» Gezeigter Textauszug
######

Der Großteil der Banken und Versicherungen hat die SEPA-Umstellung zumindest soweit vorangetrieben, dass am 1. Februar 2014 die Technik funktioniert. Anders sieht es bei den Unternehmen aus: Viele haben in kurzer Zeit noch erhebliche Hausaufgaben zu erledigen. Bei aller Eile sollten aber weder Unternehmen noch Finanzdienstleister die strategischen Vorteile aus den Augen verlieren, die ihnen der einheitliche europäische Zahlungsverkehr bietet. Eine Analyse der Situation bei Unternehmen und Finanzdienstleistern bringt Klarheit:
Zahlungsdienstleister: Ihre Aufgabe geht über die eigene SEPA-Umstellung hinaus
Zahlungsdienstleister sind weitgehend fit für den einheitlichen europäischen Zahlungsverkehr. Doch ihr Erfolg hängt auch davon ab, dass ihre Kunden auf die neuen Datenformate, Fristen und Bedingungen der Single Euro Payments Area (SEPA) vorbereitet sind. Sind sie es noch nicht, müssen die Zahlungsdienstleister gezielt auf die Betroffenen zugehen und sie - wo nötig - auf dem Weg in den europäischen Zahlungsverkehrsraum kompetent begleiten.
Für Zahlungsdienstleister, die selbst erst am Anfang ihrer SEPA-Umstellung stehen, gilt: Für die Verbesserung der Finanzarchitektur, für die die SEPA-Deadline ein willkommener Anlass wäre, wird die Zeit knapp.
Die entscheidenden Kunden identifizieren und ansprechen
Überweisungen und der Einzug von Lastschriften können in der neuen Welt für Banken enorm viel Arbeit bedeuten, wenn Kunden mit großem Zahlungsverkehrsvolumen ihre Daten und Systeme nicht rechtzeitig umgestellt haben. Zentrale Kunden werden, wenn sie beispielsweise nicht rechtzeitig auf die neuen Datenformate umgestellt haben, möglicherweise vom Zahlungsverkehr abgeschnitten. Je wichtiger der reibungslose Zahlungsverkehr für ihr Geschäft ist, desto größer wird der Unmut sein, den sie ihre Zahlungsdienstleister spüren lassen werden.

######

» Erfasste Daten

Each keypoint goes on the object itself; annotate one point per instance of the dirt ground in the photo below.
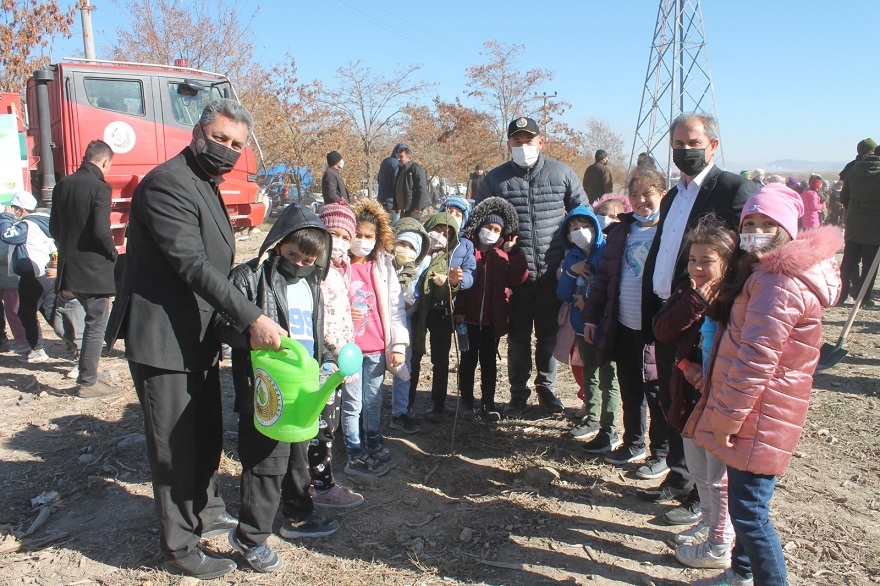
(457, 509)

######

» Zu erledigende Aufgabe
Gib aus dem Text zur SEPA-Umstellung die Passage von "Für Zahlungsdienstleister, die" bis "die Zeit knapp." erneut wieder und tausche dabei "Finanzarchitektur" gegen "IT-Architektur" aus.

» Ergebnis der Übung
Für Zahlungsdienstleister, die selbst erst am Anfang ihrer SEPA-Umstellung stehen, gilt: Für die Verbesserung der IT-Architektur, für die die SEPA-Deadline ein willkommener Anlass wäre, wird die Zeit knapp.